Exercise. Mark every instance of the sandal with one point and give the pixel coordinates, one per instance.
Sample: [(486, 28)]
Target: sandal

...

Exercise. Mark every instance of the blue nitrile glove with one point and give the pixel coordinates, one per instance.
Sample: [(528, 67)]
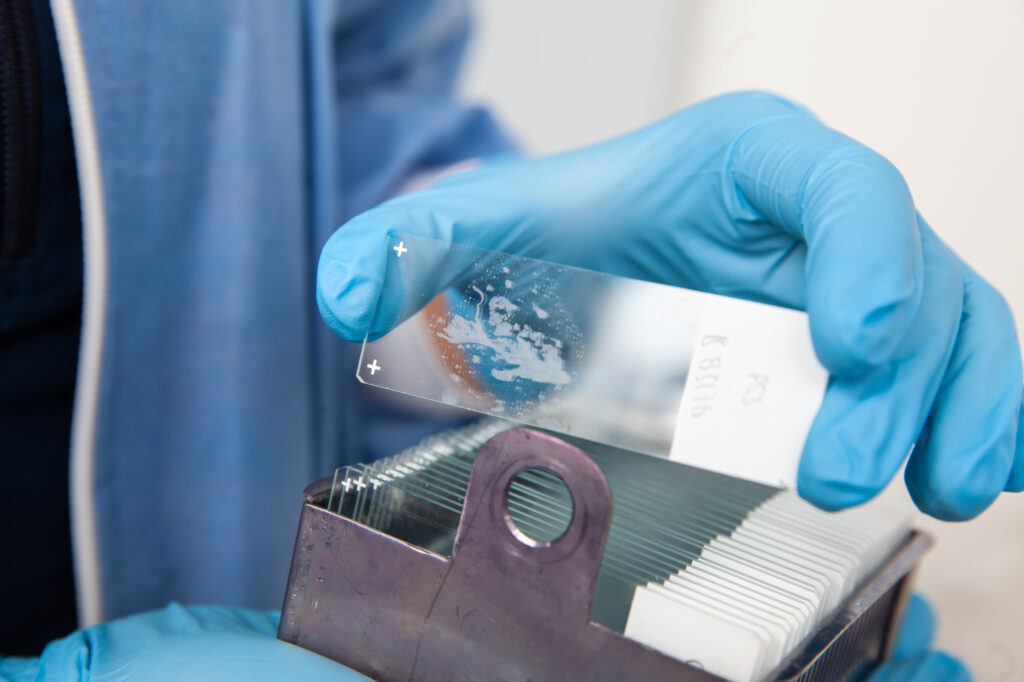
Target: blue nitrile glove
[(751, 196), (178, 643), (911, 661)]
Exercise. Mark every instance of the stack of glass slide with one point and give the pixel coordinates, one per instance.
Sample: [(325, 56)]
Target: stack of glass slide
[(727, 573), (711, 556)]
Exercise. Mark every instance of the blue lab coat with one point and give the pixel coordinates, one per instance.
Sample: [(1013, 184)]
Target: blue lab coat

...

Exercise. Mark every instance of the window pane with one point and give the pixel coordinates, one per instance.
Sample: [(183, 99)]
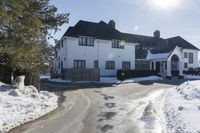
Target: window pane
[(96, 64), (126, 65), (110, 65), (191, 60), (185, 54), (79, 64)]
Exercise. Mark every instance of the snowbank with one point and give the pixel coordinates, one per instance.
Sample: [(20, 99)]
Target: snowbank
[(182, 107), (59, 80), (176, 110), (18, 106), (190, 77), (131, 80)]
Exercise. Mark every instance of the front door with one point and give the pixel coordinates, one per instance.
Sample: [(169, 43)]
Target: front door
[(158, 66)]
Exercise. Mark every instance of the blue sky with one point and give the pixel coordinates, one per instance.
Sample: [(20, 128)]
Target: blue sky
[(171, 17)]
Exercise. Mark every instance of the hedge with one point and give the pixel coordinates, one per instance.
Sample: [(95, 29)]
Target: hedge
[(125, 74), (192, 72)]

• _TASK BRIEF_:
Look above for the line with "Exercise. Mark every instance of the blue lab" and the line with "Target: blue lab coat". Write out those two lines and all the lines between them, exactly, and no others.

• _RESPONSE FOR THIS EXERCISE_:
Exercise. Mark every instance of the blue lab coat with one point and give the pixel coordinates, one per instance.
Sample: [(1013, 184)]
Target: blue lab coat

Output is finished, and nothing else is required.